Extract each line from the items below that contains the word "written". Reproduce every such line in full.
== Records ==
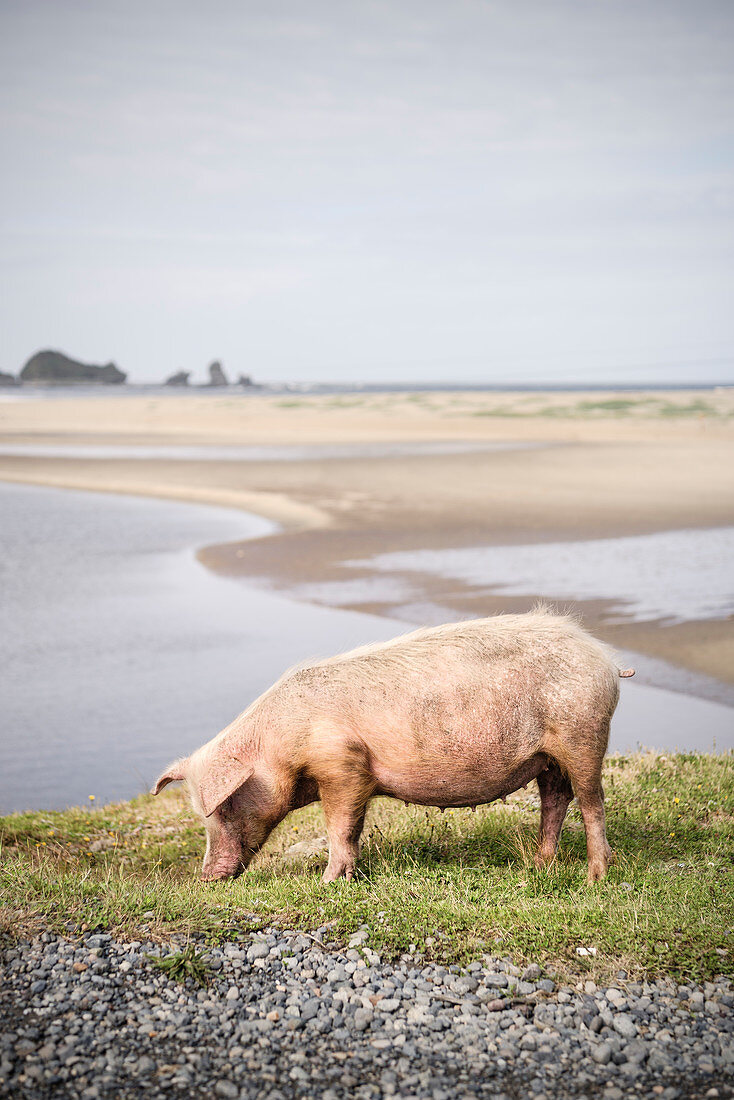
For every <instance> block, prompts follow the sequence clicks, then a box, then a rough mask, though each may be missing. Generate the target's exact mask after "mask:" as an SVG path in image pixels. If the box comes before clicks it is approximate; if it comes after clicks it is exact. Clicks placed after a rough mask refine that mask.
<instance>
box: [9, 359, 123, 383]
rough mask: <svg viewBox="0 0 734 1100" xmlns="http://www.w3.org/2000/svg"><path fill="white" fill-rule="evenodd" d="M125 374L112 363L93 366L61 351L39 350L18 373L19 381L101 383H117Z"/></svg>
mask: <svg viewBox="0 0 734 1100" xmlns="http://www.w3.org/2000/svg"><path fill="white" fill-rule="evenodd" d="M125 378H127V375H125V374H123V372H122V371H120V370H118V367H117V366H116V365H114V363H107V364H106V365H105V366H95V365H94V364H92V363H78V362H77V361H76V360H75V359H69V357H68V355H64V354H63V353H62V352H61V351H39V352H36V353H35V355H32V356H31V359H30V360H29V361H28V363H26V364H25V366H24V367H23V370H22V371H21V373H20V379H21V382H41V383H43V382H45V383H54V382H56V383H61V382H99V383H101V384H103V385H108V386H109V385H119V384H120V383H122V382H124V381H125Z"/></svg>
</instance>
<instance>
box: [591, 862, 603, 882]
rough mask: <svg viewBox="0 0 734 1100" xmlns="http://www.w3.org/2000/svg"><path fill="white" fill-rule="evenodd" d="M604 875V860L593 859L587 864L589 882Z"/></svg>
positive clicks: (600, 878) (593, 880)
mask: <svg viewBox="0 0 734 1100" xmlns="http://www.w3.org/2000/svg"><path fill="white" fill-rule="evenodd" d="M605 875H606V861H605V860H601V859H599V860H594V862H593V864H589V882H599V881H600V880H601V879H603V878H604V876H605Z"/></svg>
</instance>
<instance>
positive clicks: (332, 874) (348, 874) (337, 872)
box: [324, 865, 354, 882]
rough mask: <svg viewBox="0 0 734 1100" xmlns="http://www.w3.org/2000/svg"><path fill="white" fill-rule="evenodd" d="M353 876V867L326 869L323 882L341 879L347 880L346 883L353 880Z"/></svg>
mask: <svg viewBox="0 0 734 1100" xmlns="http://www.w3.org/2000/svg"><path fill="white" fill-rule="evenodd" d="M353 876H354V868H353V867H348V866H343V865H342V866H339V865H337V866H336V867H327V869H326V870H325V872H324V881H325V882H336V881H337V879H341V878H344V879H347V881H349V880H350V879H352V878H353Z"/></svg>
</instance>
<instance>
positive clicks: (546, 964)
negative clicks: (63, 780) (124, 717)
mask: <svg viewBox="0 0 734 1100" xmlns="http://www.w3.org/2000/svg"><path fill="white" fill-rule="evenodd" d="M733 767H734V757H732V755H723V756H706V755H698V753H677V755H669V756H667V755H659V753H639V755H633V756H628V757H610V758H609V759H607V761H606V766H605V790H606V806H607V815H609V817H607V820H609V836H610V842H611V844H612V847H613V848H614V849H615V851H616V862H615V864H614V866H613V868H612V870H611V871H610V875H609V876H607V878H606V879H605V880H604V881H603V882H601V883H598V884H594V886H590V884H588V882H587V866H585V840H584V834H583V826H582V823H581V818H580V814H579V812H578V807H577V806H576V804H572V806H571V810H570V812H569V816H568V820H567V824H566V828H565V831H563V836H562V839H561V846H560V850H559V855H558V858H557V860H556V862H555V864H554V866H552V867H551V868H550V869H548V870H536V868H535V866H534V862H533V856H534V853H535V834H536V831H537V822H538V800H537V794H536V793H535V791H534V790H533V791H530V790H528V791H526V792H518V793H517V794H516V795H513V796H512V798H511V799H508V801H507V803H506V804H503V803H496V804H494V805H492V806H485V807H480V809H479V810H478V811H476V813H472V812H471V811H469V810H467V811H463V810H460V811H453V812H450V811H449V812H447V813H445V814H441V813H440V812H439V811H437V810H428V809H426V807H420V806H409V807H404V806H403V805H402V804H399V803H396V802H393V801H391V800H386V799H380V800H375V802H374V803H373V804H372V806H371V809H370V814H369V816H368V824H366V827H365V833H364V845H363V851H362V857H361V861H360V870H359V876H358V878H357V879H355V881H353V882H343V881H342V882H338V883H335V884H331V886H327V884H325V883H324V882H322V881H321V878H320V872H321V870H322V868H324V865H325V861H326V855H325V854H321V855H318V856H313V857H310V858H305V857H293V856H289V855H288V851H287V849H288V848H289V847H291V846H292V845H293V844H294V842H297V840H300V839H308V838H311V837H317V836H319V835H321V834H322V833H324V821H322V816H321V811H320V807H319V806H318V805H316V806H309V807H307V809H305V810H303V811H299V812H297V813H294V814H292V815H291V816H289V817H288V818H286V821H285V822H284V823H283V824H282V825H281V826H280V828H278V829H277V831H276V832H275V833H274V834H273V836H272V838H271V839H270V840H269V843H267V845H266V847H265V849H264V850H263V851H262V853H261V854H260V856H259V857H258V859H256V861H255V862H254V864H253V865H252V867H251V869H250V870H249V871H248V872H247V873H245V875H243V876H242V877H241V878H240V879H238V880H235V881H231V882H224V883H218V884H213V886H212V884H204V883H201V882H200V881H199V879H198V873H199V868H200V861H201V857H202V853H204V829H202V827H201V825H200V824H199V822H198V821H197V820H196V817H195V816H194V815H193V814H191V811H190V809H189V806H188V805H187V803H186V801H185V798H184V796H183V794H182V793H180V792H179V791H175V790H174V791H172V792H165V793H164V794H163V795H161V796H160V798H158V799H155V800H154V799H151V798H150V796H147V795H144V796H141V798H140V799H136V800H135V801H133V802H129V803H121V804H119V805H110V806H102V807H100V809H95V810H90V809H77V810H68V811H65V812H59V813H41V812H37V813H26V814H13V815H11V816H8V817H4V818H0V924H1V925H2V926H4V928H6V930H7V931H12V930H15V931H18V932H20V931H23V930H30V928H32V927H33V926H34V925H36V926H37V925H39V924H40V923H42V924H44V925H46V926H51V927H53V928H57V930H59V931H63V930H64V928H69V927H70V925H72V924H73V925H74V926H75V927H77V928H79V927H81V928H83V927H84V926H85V925H86V926H87V927H95V928H97V927H106V928H110V930H113V931H114V932H116V933H118V934H121V935H132V936H136V935H138V934H139V932H140V928H141V925H144V926H145V927H146V928H147V930H149V932H150V934H151V935H152V936H153V937H157V938H165V937H166V935H168V934H172V933H174V932H176V933H184V934H188V935H190V934H191V933H195V932H196V933H204V934H205V935H206V936H207V938H208V939H209V941H210V942H220V941H222V939H227V938H230V937H235V936H239V935H241V934H242V933H243V932H247V931H252V930H253V928H255V927H262V926H263V925H265V924H267V923H269V922H280V923H282V924H286V925H287V926H291V927H293V926H298V927H302V928H305V930H309V928H315V927H318V926H320V925H325V924H331V926H332V927H333V930H335V932H336V934H337V935H342V936H348V935H349V934H350V933H351V932H353V931H355V930H357V928H358V927H359V925H361V924H369V926H370V928H371V930H372V931H371V938H370V943H371V946H373V947H375V948H380V949H382V950H383V952H384V953H385V954H391V955H396V954H398V953H401V952H403V950H406V949H408V948H409V946H410V945H415V946H416V948H417V949H418V950H421V952H424V954H426V955H427V956H428V957H434V958H440V959H441V960H443V961H447V963H464V961H468V960H470V959H472V958H478V957H480V956H481V955H482V954H485V953H489V954H493V955H502V956H511V957H512V958H514V959H516V960H517V961H518V963H523V961H528V960H535V961H540V963H543V964H545V965H546V966H552V967H555V968H556V969H560V970H563V969H566V970H567V971H569V972H574V974H589V975H591V976H595V977H602V978H603V977H605V976H610V975H613V974H614V972H615V971H616V970H617V969H620V968H621V967H623V968H624V969H626V970H628V971H629V972H631V974H636V975H643V974H647V975H656V974H670V975H673V976H677V977H684V978H691V979H693V978H694V979H697V980H700V979H703V978H706V977H711V976H712V975H715V974H728V975H732V974H734V966H733V956H734V878H733V876H734V829H733V825H734V782H733V779H734V773H733ZM580 947H585V948H589V947H594V948H595V949H596V954H595V956H579V955H578V954H577V950H578V948H580Z"/></svg>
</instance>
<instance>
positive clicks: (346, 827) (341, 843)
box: [321, 784, 369, 882]
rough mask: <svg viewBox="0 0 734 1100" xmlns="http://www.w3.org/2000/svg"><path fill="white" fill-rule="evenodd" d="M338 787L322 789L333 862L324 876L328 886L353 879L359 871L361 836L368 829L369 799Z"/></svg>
mask: <svg viewBox="0 0 734 1100" xmlns="http://www.w3.org/2000/svg"><path fill="white" fill-rule="evenodd" d="M346 785H347V790H344V789H343V788H342V789H341V790H339V788H338V787H336V785H335V787H329V788H326V789H325V788H324V787H322V788H321V804H322V806H324V816H325V817H326V831H327V833H328V835H329V862H328V865H327V869H326V871H325V872H324V881H325V882H333V881H335V880H336V879H339V878H341V876H342V875H343V876H344V878H346V879H351V878H352V877H353V875H354V869H355V867H357V859H358V856H359V850H360V836H361V834H362V826H363V825H364V815H365V813H366V803H368V799H369V795H366V796H365V792H362V791H360V792H359V794H358V795H357V798H354V792H350V791H349V787H348V784H346Z"/></svg>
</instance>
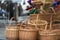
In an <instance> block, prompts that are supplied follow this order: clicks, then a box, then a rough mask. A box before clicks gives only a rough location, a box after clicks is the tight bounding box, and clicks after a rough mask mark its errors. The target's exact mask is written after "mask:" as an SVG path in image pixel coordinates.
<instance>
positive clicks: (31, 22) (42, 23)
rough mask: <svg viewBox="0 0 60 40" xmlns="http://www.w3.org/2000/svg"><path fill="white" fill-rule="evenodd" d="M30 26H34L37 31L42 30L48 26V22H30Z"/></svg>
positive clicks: (41, 21)
mask: <svg viewBox="0 0 60 40" xmlns="http://www.w3.org/2000/svg"><path fill="white" fill-rule="evenodd" d="M28 24H30V25H34V26H35V28H36V29H38V30H41V29H44V28H45V26H47V24H48V22H47V21H45V20H30V21H28Z"/></svg>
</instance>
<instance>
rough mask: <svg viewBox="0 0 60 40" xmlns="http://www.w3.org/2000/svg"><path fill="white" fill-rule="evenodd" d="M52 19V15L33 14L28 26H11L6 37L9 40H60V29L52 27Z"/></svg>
mask: <svg viewBox="0 0 60 40" xmlns="http://www.w3.org/2000/svg"><path fill="white" fill-rule="evenodd" d="M41 15H42V16H41ZM52 18H53V16H52V15H51V14H44V15H43V14H32V15H30V19H29V20H28V23H27V24H23V23H21V24H19V26H13V27H12V26H10V25H9V26H8V27H7V28H6V37H7V38H8V40H60V29H58V27H57V28H54V27H53V26H52ZM8 34H9V35H8Z"/></svg>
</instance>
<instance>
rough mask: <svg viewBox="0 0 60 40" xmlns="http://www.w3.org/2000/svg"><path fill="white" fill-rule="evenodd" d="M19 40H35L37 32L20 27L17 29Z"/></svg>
mask: <svg viewBox="0 0 60 40" xmlns="http://www.w3.org/2000/svg"><path fill="white" fill-rule="evenodd" d="M19 40H37V30H36V29H33V28H30V27H27V26H25V25H22V26H21V27H20V29H19Z"/></svg>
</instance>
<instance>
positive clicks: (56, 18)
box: [52, 13, 60, 22]
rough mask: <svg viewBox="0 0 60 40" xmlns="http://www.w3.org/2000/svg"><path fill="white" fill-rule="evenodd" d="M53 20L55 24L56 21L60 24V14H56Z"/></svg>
mask: <svg viewBox="0 0 60 40" xmlns="http://www.w3.org/2000/svg"><path fill="white" fill-rule="evenodd" d="M52 20H53V22H55V21H58V22H60V14H58V13H57V14H54V15H53V19H52Z"/></svg>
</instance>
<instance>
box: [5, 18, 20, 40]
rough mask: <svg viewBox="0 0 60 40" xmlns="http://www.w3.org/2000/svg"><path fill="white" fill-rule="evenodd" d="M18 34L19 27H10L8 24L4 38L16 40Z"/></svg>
mask: <svg viewBox="0 0 60 40" xmlns="http://www.w3.org/2000/svg"><path fill="white" fill-rule="evenodd" d="M12 19H13V18H12ZM12 19H11V20H12ZM18 34H19V25H14V26H11V23H9V25H8V26H7V27H6V30H5V36H6V38H7V39H11V40H18V38H19V35H18Z"/></svg>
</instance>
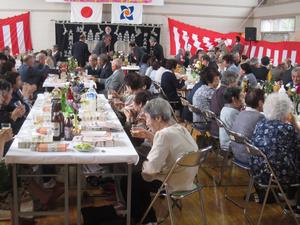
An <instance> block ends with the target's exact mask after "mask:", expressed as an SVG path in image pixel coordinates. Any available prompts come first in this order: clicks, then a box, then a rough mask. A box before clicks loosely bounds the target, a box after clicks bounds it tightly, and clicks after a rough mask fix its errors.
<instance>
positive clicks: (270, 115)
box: [263, 93, 293, 120]
mask: <svg viewBox="0 0 300 225" xmlns="http://www.w3.org/2000/svg"><path fill="white" fill-rule="evenodd" d="M263 108H264V114H265V117H266V118H267V119H268V120H285V119H286V118H287V116H288V115H289V114H290V113H292V112H293V103H292V101H291V99H290V98H289V96H288V95H287V94H283V93H272V94H270V95H269V96H268V97H267V98H266V100H265V104H264V107H263Z"/></svg>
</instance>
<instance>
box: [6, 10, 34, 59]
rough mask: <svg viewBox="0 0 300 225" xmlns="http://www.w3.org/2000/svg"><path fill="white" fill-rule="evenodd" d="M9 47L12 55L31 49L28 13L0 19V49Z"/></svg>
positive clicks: (24, 52) (31, 49)
mask: <svg viewBox="0 0 300 225" xmlns="http://www.w3.org/2000/svg"><path fill="white" fill-rule="evenodd" d="M5 46H9V47H10V48H11V51H12V54H13V55H18V54H20V53H25V52H28V51H31V50H32V44H31V36H30V13H29V12H28V13H24V14H21V15H18V16H14V17H9V18H5V19H0V50H1V49H3V48H4V47H5Z"/></svg>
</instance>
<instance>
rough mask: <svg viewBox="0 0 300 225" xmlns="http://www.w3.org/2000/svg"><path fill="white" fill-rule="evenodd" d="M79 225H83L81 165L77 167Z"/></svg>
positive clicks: (77, 186) (77, 215) (78, 212)
mask: <svg viewBox="0 0 300 225" xmlns="http://www.w3.org/2000/svg"><path fill="white" fill-rule="evenodd" d="M77 225H81V165H80V164H78V165H77Z"/></svg>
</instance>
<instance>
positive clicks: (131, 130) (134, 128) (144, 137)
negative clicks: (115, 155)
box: [130, 127, 154, 141]
mask: <svg viewBox="0 0 300 225" xmlns="http://www.w3.org/2000/svg"><path fill="white" fill-rule="evenodd" d="M130 132H131V135H132V137H135V138H141V139H147V140H150V141H152V140H153V137H154V135H153V134H152V133H151V132H150V131H148V130H146V129H145V128H143V127H133V128H132V129H131V131H130Z"/></svg>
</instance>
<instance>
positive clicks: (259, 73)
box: [253, 56, 270, 81]
mask: <svg viewBox="0 0 300 225" xmlns="http://www.w3.org/2000/svg"><path fill="white" fill-rule="evenodd" d="M260 61H261V64H260V67H259V68H258V69H256V70H254V71H253V73H254V75H255V77H256V79H257V80H258V81H259V80H262V81H265V80H266V79H267V76H268V73H269V68H268V67H269V64H270V58H269V57H268V56H264V57H262V58H261V60H260Z"/></svg>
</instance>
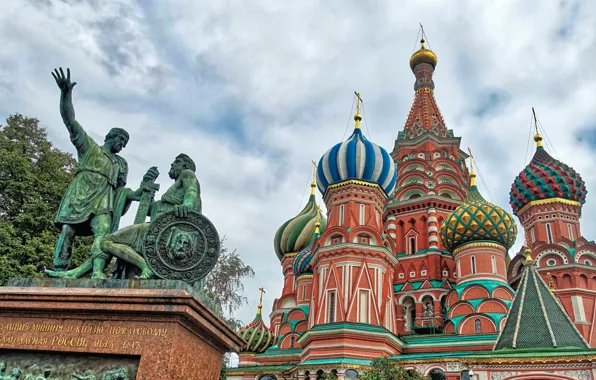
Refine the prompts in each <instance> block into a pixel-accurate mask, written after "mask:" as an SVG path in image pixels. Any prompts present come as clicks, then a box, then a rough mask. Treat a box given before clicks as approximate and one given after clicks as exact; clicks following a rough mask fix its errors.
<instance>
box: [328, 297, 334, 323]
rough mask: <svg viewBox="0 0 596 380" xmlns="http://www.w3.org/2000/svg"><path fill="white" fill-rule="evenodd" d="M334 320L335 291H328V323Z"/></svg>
mask: <svg viewBox="0 0 596 380" xmlns="http://www.w3.org/2000/svg"><path fill="white" fill-rule="evenodd" d="M333 322H335V292H329V319H328V323H333Z"/></svg>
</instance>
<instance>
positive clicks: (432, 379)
mask: <svg viewBox="0 0 596 380" xmlns="http://www.w3.org/2000/svg"><path fill="white" fill-rule="evenodd" d="M428 376H429V377H430V380H445V373H444V372H443V371H441V370H440V369H438V368H435V369H432V370H431V371H430V372H429V373H428Z"/></svg>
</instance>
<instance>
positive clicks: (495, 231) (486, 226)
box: [441, 172, 517, 252]
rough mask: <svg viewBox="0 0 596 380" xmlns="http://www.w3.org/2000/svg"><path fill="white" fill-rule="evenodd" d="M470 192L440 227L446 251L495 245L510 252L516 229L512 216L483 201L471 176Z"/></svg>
mask: <svg viewBox="0 0 596 380" xmlns="http://www.w3.org/2000/svg"><path fill="white" fill-rule="evenodd" d="M470 179H471V186H470V192H469V193H468V196H467V198H466V200H465V201H464V203H463V204H462V205H460V206H459V207H458V208H456V209H455V210H453V212H452V213H451V214H449V216H448V217H447V218H446V219H445V220H444V221H443V224H442V225H441V240H442V241H443V245H444V246H445V248H447V250H449V251H451V252H452V251H453V250H454V249H456V248H457V247H460V246H462V245H464V244H467V243H471V242H481V241H485V242H492V243H498V244H501V245H502V246H504V247H505V248H506V249H509V248H511V247H512V246H513V243H515V238H516V237H517V226H516V224H515V221H514V220H513V217H512V216H511V214H509V213H508V212H507V211H505V210H503V209H502V208H501V207H499V206H497V205H494V204H492V203H490V202H488V201H487V200H485V199H484V198H483V197H482V195H481V194H480V192H479V191H478V187H477V186H476V174H475V173H474V172H472V173H470Z"/></svg>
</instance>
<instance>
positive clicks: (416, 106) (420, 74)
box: [400, 25, 451, 139]
mask: <svg viewBox="0 0 596 380" xmlns="http://www.w3.org/2000/svg"><path fill="white" fill-rule="evenodd" d="M421 31H422V37H423V38H422V39H421V40H420V49H418V50H417V51H416V52H414V54H412V57H411V58H410V68H411V69H412V71H413V72H414V75H415V76H416V82H414V90H415V91H416V93H415V95H414V102H413V103H412V107H411V108H410V113H409V114H408V118H407V120H406V125H405V126H404V131H403V137H404V138H405V139H414V138H417V137H418V136H421V135H423V134H425V133H426V132H432V133H434V134H435V135H436V136H439V137H451V132H450V131H449V130H447V127H446V126H445V121H444V120H443V115H441V111H440V110H439V107H438V106H437V101H436V100H435V96H434V93H433V90H434V88H435V83H434V82H433V72H434V71H435V67H436V66H437V62H438V58H437V55H436V54H435V53H434V52H433V51H432V50H430V49H427V48H426V46H425V44H426V42H427V40H428V39H427V38H425V37H426V34H425V33H424V29H422V25H421ZM400 134H401V133H400Z"/></svg>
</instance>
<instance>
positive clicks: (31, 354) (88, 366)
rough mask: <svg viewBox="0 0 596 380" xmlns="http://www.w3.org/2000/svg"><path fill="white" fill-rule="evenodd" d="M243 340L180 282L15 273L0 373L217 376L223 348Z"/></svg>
mask: <svg viewBox="0 0 596 380" xmlns="http://www.w3.org/2000/svg"><path fill="white" fill-rule="evenodd" d="M241 344H242V340H241V339H240V338H239V337H238V336H237V335H236V334H235V333H234V332H233V331H232V330H230V329H229V328H228V327H227V326H226V325H225V324H224V323H223V322H222V321H221V320H220V319H219V318H218V317H217V316H216V315H215V314H214V313H213V312H212V311H211V310H209V309H208V308H207V307H205V306H204V304H203V303H202V302H201V301H199V297H198V294H197V293H196V292H195V291H194V290H193V288H192V287H190V286H188V285H187V284H185V283H184V282H181V281H167V280H90V279H76V280H75V279H72V280H71V279H14V280H10V281H9V283H8V285H7V286H5V287H0V377H1V376H3V375H4V376H6V375H8V374H9V373H11V371H13V369H14V368H18V370H20V371H21V372H22V375H21V379H23V378H26V377H27V375H32V378H35V379H38V378H42V377H37V376H41V375H43V374H44V371H45V373H46V374H45V375H43V376H46V377H47V378H49V379H62V378H64V379H72V378H78V379H85V380H92V379H96V380H100V379H101V380H104V379H107V380H110V379H121V378H124V377H123V376H124V374H125V375H126V376H127V378H128V379H208V380H215V379H218V378H219V371H220V368H221V362H222V358H223V355H224V353H225V352H228V351H237V350H238V349H239V347H240V346H241ZM1 363H5V367H6V369H2V365H1ZM118 371H120V372H118ZM85 376H86V377H85ZM118 376H120V377H118Z"/></svg>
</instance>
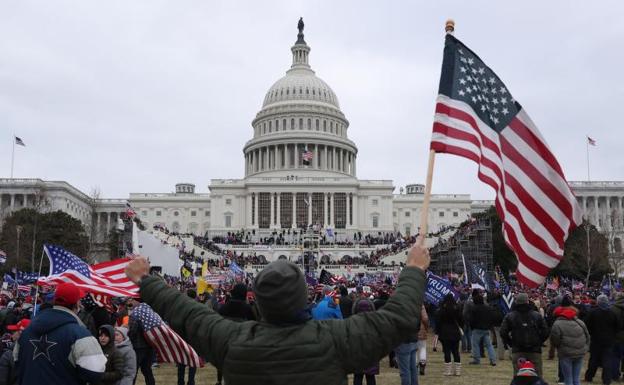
===
Task answer
In an <instance> block, prompts that are supplied follow this order: clicks, then a box, then a rough mask. A box before clicks gives only a rough location, a box after clicks is the tight bounding box, and clicks after a rough mask mark its errors. The target's exact mask is written after "mask:" as an SVG path in image pixel coordinates.
Refine the prompts in each <instance> block into a pixel-accurate mask, written after "mask:" as an SVG path in image pixels. Any prompts present come as clicks, then a box, then a rough mask. Treat a box given before clicks as approximate and one given after clicks as exact; clicks following a rough mask fix its errors.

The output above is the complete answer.